═════ Data provided ═════

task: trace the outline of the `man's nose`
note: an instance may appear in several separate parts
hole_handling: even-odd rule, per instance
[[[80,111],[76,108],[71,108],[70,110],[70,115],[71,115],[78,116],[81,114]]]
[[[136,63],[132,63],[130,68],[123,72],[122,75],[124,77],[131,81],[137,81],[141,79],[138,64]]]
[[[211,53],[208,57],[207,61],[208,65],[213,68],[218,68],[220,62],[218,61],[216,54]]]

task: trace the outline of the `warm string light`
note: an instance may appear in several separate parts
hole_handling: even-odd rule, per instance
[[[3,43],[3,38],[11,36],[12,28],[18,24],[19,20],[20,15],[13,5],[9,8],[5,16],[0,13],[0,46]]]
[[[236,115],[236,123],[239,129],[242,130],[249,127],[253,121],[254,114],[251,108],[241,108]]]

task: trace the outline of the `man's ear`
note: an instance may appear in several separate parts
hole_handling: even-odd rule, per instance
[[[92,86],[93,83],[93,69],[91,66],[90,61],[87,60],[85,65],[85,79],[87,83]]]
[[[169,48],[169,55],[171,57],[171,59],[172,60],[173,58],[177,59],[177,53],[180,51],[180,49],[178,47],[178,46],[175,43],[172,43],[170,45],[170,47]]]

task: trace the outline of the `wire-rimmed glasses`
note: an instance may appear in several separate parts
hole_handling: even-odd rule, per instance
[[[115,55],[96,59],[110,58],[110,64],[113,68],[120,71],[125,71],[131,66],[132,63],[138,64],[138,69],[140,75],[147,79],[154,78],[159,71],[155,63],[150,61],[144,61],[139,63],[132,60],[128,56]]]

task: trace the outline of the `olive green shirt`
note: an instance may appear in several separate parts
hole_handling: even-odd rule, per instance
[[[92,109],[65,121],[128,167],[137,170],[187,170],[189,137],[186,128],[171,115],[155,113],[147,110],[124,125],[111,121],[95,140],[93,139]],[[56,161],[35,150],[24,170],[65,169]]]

═════

Work to complete =>
Extract each line of the listing above, copying it word for word.

Full answer =>
task: trace the outline of the `man's nose`
note: an instance may appear in several separate parts
hole_handling: even-odd rule, per instance
[[[80,111],[76,108],[71,108],[70,110],[70,115],[71,115],[78,116],[81,114]]]
[[[136,63],[132,63],[130,68],[123,72],[122,75],[124,77],[131,81],[137,81],[141,79],[138,64]]]
[[[211,53],[208,57],[207,61],[208,65],[213,68],[218,68],[220,62],[218,61],[216,54]]]

task: trace the outline of the `warm string light`
note: an instance may appear in several separate parts
hole_handling: even-odd rule, per instance
[[[3,43],[3,38],[11,36],[12,28],[18,24],[19,20],[20,15],[13,5],[9,8],[5,16],[0,13],[0,46]]]
[[[236,115],[236,123],[239,129],[242,130],[249,127],[253,121],[254,114],[251,108],[241,108]]]

task: trace the outline of the `man's ear`
note: an instance may appear in several separate parts
hole_handling: even-odd rule, per instance
[[[92,86],[93,83],[93,69],[91,66],[90,61],[87,60],[85,65],[85,79],[87,83]]]
[[[169,48],[169,55],[171,57],[171,59],[172,60],[173,58],[177,59],[177,53],[180,51],[180,49],[178,47],[178,46],[175,43],[172,43],[170,45],[170,47]]]

task: trace the outline of the `wire-rimmed glasses`
note: an instance may appear in several separate parts
hole_handling: even-odd rule, per instance
[[[115,55],[96,59],[110,58],[110,64],[113,68],[120,71],[125,71],[131,66],[132,63],[138,64],[138,69],[140,75],[147,79],[154,78],[159,71],[155,63],[150,61],[144,61],[139,63],[132,60],[128,56]]]

task: trace the outline of the `olive green shirt`
note: an instance may appear in several separate parts
hole_handling: even-odd rule, per instance
[[[92,109],[65,121],[128,167],[137,170],[187,170],[189,137],[186,128],[171,115],[155,113],[147,110],[124,125],[111,121],[95,140],[93,139]],[[56,161],[35,150],[24,170],[65,169]]]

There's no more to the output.